━━ Task data ━━

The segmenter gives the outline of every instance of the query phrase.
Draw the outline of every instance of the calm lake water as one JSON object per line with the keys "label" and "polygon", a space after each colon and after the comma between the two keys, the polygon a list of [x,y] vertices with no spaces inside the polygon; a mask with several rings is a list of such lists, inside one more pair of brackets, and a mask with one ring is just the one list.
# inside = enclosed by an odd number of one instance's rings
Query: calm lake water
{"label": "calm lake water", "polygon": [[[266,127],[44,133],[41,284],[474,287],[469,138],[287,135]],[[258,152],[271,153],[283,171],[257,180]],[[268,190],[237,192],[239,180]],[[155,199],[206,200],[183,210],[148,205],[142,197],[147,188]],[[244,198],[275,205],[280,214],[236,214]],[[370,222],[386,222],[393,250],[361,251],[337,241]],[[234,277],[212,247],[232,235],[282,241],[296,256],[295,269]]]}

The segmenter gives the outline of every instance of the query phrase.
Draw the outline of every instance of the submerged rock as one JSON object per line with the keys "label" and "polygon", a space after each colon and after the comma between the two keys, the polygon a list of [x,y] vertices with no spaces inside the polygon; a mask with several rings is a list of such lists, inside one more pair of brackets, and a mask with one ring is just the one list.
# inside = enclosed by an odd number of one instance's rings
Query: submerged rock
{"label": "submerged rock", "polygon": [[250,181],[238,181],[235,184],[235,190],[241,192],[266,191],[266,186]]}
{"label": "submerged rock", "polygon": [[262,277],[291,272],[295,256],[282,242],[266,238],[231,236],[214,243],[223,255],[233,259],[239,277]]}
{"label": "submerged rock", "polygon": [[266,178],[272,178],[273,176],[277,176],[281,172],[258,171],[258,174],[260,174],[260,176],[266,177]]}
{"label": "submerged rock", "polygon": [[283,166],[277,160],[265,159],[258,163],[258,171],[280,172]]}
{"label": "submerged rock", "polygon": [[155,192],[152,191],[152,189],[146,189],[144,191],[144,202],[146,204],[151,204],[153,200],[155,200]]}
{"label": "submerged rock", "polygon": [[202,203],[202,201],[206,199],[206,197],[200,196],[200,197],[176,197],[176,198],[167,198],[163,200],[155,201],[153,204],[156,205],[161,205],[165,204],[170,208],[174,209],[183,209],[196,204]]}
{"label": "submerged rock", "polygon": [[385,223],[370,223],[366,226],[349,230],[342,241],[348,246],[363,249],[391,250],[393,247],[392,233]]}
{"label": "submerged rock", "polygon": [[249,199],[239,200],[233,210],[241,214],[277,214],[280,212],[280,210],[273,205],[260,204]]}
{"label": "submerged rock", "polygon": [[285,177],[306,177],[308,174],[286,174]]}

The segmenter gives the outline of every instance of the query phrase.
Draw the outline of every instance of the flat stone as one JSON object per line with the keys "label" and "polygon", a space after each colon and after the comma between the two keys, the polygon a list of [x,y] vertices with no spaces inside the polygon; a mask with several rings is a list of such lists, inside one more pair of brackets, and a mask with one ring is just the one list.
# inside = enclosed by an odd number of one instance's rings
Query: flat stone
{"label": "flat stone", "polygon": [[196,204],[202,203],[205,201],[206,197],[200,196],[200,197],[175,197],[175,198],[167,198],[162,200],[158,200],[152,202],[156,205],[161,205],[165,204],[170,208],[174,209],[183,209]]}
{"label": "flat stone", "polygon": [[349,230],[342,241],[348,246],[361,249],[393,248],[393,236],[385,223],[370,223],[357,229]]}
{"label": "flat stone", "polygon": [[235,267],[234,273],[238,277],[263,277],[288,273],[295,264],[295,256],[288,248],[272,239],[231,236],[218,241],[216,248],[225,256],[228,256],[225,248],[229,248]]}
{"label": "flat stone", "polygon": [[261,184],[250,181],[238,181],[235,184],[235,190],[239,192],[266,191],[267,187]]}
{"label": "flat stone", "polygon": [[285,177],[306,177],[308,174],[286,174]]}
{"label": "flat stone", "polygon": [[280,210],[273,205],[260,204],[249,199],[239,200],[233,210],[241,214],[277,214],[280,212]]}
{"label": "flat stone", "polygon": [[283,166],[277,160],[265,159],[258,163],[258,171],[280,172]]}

━━━

### Given problem
Reproduce every line above without error.

### Exercise output
The segmenter gives the outline of every instance of the query phrase.
Draw the outline of every instance of the calm lake water as one JSON object per line with the keys "label" and "polygon", a space after each colon and after the comma between the two keys, the polygon a list of [x,y] vertices with no spaces inside the polygon; a mask with several rings is a list of such lists, inside one more pair of brackets, and a mask with one ring is just the one list.
# inside = enclosed by an odd number of one instance's rings
Query: calm lake water
{"label": "calm lake water", "polygon": [[[266,127],[44,133],[41,284],[474,287],[469,138],[287,135]],[[258,152],[271,153],[283,171],[257,180]],[[268,190],[237,192],[239,180]],[[155,199],[206,200],[183,210],[148,205],[142,197],[147,188]],[[244,198],[275,205],[280,214],[236,214]],[[370,222],[386,222],[393,250],[361,251],[337,241]],[[234,277],[212,247],[232,235],[282,241],[296,256],[295,269]]]}

The segmenter gives the outline of every instance of the query phrase.
Draw the outline of every instance of the submerged rock as one JSON object per line with the keys "label" and "polygon", a space after each colon and after the comma between the two keys, the polygon a list of [x,y] vertices with no spaces inside the polygon; a mask with several rings is a list of such lists, inside one more pair of brackets, and a mask with one ring is just the one list.
# inside = enclosed by an odd number of one instance's rings
Query: submerged rock
{"label": "submerged rock", "polygon": [[250,181],[238,181],[235,184],[235,190],[241,192],[266,191],[266,186]]}
{"label": "submerged rock", "polygon": [[262,277],[291,272],[295,256],[282,242],[266,238],[231,236],[214,243],[223,255],[233,259],[239,277]]}
{"label": "submerged rock", "polygon": [[266,178],[272,178],[273,176],[277,176],[281,172],[258,171],[258,174],[260,174],[260,176],[266,177]]}
{"label": "submerged rock", "polygon": [[283,166],[277,160],[265,159],[258,163],[258,171],[280,172]]}
{"label": "submerged rock", "polygon": [[155,192],[152,191],[152,189],[146,189],[144,191],[144,202],[146,204],[151,204],[153,200],[155,200]]}
{"label": "submerged rock", "polygon": [[202,203],[202,201],[206,199],[206,197],[200,196],[200,197],[176,197],[176,198],[167,198],[163,200],[155,201],[153,204],[156,205],[161,205],[165,204],[170,208],[174,209],[183,209],[196,204]]}
{"label": "submerged rock", "polygon": [[385,223],[370,223],[366,226],[349,230],[342,241],[348,246],[363,249],[391,250],[393,247],[392,233]]}
{"label": "submerged rock", "polygon": [[249,199],[239,200],[233,210],[241,214],[277,214],[280,212],[280,210],[273,205],[260,204]]}
{"label": "submerged rock", "polygon": [[285,177],[306,177],[308,174],[286,174]]}

The segmenter gives the outline of every instance of the query phrase.
Draw the outline of every instance of the flat stone as one JSON object per line with the keys "label" and "polygon", a space after each colon and after the comma between the two keys, the polygon a list of [x,y] vertices with no spaces inside the polygon; a mask with several rings is a list of such lists, inside one more pair of brackets, and a mask with one ring is just the one list.
# inside = enclosed by an odd number of one instance's rings
Query: flat stone
{"label": "flat stone", "polygon": [[196,204],[202,203],[205,201],[206,197],[200,196],[200,197],[175,197],[175,198],[167,198],[162,200],[158,200],[152,202],[156,205],[161,205],[165,204],[170,208],[174,209],[183,209]]}
{"label": "flat stone", "polygon": [[349,230],[342,241],[348,246],[361,249],[393,248],[393,236],[385,223],[370,223],[357,229]]}
{"label": "flat stone", "polygon": [[235,267],[234,273],[238,277],[263,277],[288,273],[295,264],[295,256],[288,248],[272,239],[231,236],[218,241],[216,248],[225,256],[228,256],[225,248],[229,248]]}
{"label": "flat stone", "polygon": [[261,184],[250,181],[238,181],[235,184],[235,190],[239,192],[266,191],[267,187]]}
{"label": "flat stone", "polygon": [[285,177],[306,177],[308,174],[286,174]]}
{"label": "flat stone", "polygon": [[280,210],[273,205],[260,204],[249,199],[239,200],[233,210],[241,214],[277,214],[280,212]]}
{"label": "flat stone", "polygon": [[283,166],[277,160],[265,159],[258,163],[258,171],[280,172]]}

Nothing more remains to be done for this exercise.